* _Task instructions_
Pull out from the material below all lines with "fleece".

* _Entries supplied_

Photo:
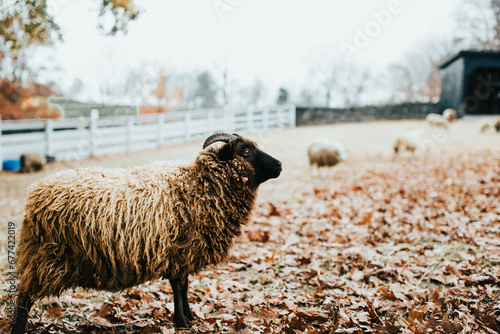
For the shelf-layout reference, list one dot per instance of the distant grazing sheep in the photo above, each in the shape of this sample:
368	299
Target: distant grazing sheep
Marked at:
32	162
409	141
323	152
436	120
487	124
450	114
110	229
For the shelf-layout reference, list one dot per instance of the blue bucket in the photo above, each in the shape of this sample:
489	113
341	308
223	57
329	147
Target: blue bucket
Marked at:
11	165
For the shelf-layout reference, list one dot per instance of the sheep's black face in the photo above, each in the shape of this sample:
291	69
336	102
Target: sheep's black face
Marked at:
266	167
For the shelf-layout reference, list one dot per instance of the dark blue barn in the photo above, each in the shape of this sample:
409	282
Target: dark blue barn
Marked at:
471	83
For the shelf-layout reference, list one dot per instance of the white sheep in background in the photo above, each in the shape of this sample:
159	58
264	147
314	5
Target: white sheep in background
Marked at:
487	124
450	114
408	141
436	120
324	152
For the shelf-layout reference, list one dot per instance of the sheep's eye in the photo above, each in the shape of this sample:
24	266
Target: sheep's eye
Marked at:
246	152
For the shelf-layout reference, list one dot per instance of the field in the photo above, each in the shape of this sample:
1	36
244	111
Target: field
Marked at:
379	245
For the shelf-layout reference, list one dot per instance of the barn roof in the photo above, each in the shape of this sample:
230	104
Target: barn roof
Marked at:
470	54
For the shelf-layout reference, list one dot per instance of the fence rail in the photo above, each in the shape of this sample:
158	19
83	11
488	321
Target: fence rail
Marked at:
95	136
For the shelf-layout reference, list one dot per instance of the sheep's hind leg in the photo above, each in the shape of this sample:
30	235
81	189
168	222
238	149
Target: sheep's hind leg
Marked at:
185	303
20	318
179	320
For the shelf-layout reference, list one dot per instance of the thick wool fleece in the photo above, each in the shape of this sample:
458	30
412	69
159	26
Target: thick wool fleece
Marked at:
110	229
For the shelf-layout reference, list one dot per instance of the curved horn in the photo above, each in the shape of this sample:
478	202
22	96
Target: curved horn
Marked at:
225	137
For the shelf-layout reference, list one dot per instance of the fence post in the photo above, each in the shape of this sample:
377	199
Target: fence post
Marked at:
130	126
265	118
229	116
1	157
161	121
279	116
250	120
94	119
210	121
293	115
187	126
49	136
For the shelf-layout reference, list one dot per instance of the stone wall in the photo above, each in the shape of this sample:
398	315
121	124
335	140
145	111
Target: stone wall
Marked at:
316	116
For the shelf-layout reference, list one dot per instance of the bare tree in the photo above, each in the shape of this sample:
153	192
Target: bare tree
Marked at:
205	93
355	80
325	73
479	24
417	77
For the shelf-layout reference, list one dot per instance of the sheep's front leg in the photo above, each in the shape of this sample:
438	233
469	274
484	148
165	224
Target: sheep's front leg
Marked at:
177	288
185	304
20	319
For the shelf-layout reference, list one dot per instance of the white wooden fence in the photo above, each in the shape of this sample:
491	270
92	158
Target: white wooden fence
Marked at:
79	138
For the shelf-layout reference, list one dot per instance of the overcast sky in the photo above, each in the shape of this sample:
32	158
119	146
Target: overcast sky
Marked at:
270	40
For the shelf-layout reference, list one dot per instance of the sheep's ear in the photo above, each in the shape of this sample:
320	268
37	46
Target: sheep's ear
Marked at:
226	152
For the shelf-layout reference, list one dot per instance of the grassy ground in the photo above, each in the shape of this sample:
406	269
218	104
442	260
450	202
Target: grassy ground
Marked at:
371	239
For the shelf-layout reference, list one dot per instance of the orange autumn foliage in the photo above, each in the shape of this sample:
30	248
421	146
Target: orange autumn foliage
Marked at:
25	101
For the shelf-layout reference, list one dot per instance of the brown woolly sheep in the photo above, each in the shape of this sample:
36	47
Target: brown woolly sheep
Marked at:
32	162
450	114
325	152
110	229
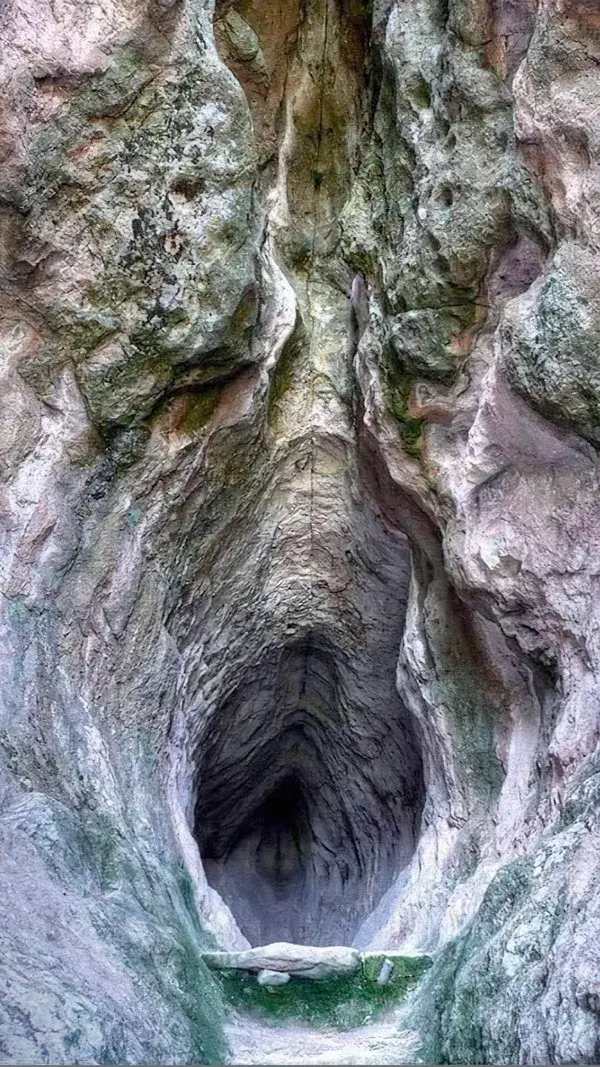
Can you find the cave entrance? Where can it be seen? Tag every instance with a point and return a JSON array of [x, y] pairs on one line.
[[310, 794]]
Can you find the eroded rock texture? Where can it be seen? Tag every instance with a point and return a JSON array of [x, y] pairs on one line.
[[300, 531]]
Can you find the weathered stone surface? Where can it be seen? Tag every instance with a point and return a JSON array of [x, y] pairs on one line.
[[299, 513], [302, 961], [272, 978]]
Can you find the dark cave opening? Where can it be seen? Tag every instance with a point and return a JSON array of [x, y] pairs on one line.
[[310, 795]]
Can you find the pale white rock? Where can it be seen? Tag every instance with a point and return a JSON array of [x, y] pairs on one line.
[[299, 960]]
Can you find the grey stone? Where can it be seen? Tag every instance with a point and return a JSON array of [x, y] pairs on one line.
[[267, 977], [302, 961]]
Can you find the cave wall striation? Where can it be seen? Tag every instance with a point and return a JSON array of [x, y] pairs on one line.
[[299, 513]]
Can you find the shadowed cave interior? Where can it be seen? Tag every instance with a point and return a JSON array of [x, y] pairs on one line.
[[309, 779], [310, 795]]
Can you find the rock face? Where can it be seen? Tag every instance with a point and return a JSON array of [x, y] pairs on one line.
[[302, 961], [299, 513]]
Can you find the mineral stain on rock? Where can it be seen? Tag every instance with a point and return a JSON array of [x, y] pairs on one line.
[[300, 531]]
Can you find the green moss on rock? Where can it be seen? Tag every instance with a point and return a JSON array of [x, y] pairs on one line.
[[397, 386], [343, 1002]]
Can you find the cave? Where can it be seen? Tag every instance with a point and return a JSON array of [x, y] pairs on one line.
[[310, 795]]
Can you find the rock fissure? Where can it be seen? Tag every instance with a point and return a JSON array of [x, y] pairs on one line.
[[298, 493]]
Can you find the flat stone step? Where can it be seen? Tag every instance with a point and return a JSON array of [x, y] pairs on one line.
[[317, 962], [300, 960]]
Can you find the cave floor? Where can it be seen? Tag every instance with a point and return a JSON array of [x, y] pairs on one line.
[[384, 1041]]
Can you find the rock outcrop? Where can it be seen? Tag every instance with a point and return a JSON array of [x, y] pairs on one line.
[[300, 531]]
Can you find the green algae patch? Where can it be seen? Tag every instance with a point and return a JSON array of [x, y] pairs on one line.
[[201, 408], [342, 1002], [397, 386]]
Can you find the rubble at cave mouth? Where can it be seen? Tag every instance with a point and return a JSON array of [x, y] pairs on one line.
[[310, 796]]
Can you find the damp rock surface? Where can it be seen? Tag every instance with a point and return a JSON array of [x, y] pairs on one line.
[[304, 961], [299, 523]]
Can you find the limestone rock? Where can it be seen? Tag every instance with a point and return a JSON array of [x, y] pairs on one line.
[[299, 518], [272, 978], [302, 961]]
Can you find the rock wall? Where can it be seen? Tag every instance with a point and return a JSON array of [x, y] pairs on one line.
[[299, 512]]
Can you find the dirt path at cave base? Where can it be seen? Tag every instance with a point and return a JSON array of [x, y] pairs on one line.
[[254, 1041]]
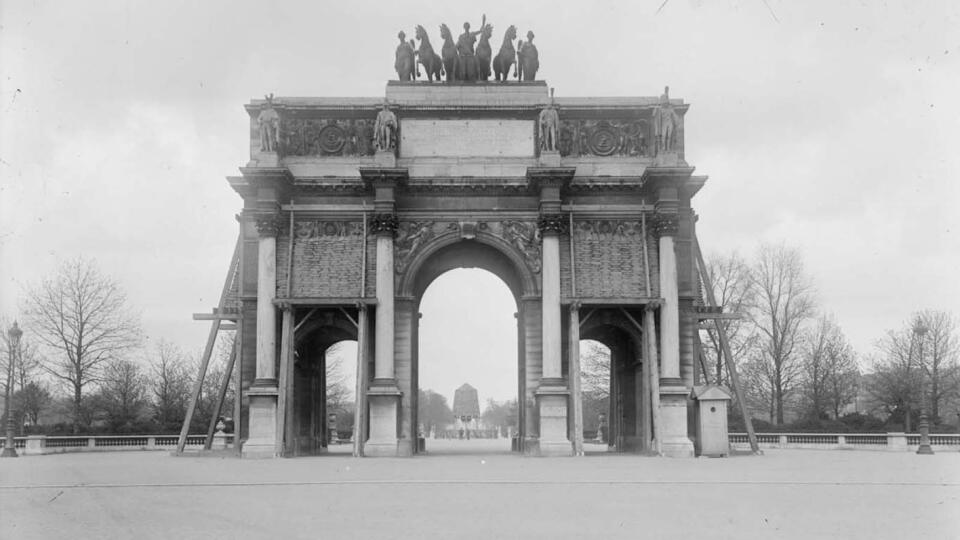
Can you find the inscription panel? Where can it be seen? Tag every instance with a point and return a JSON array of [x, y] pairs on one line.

* _Solution to the exercise_
For the shelf-layout reference, list one dot per instance of the thick wool fleece in the photo above, each in the shape of this sample:
Target: thick wool fleece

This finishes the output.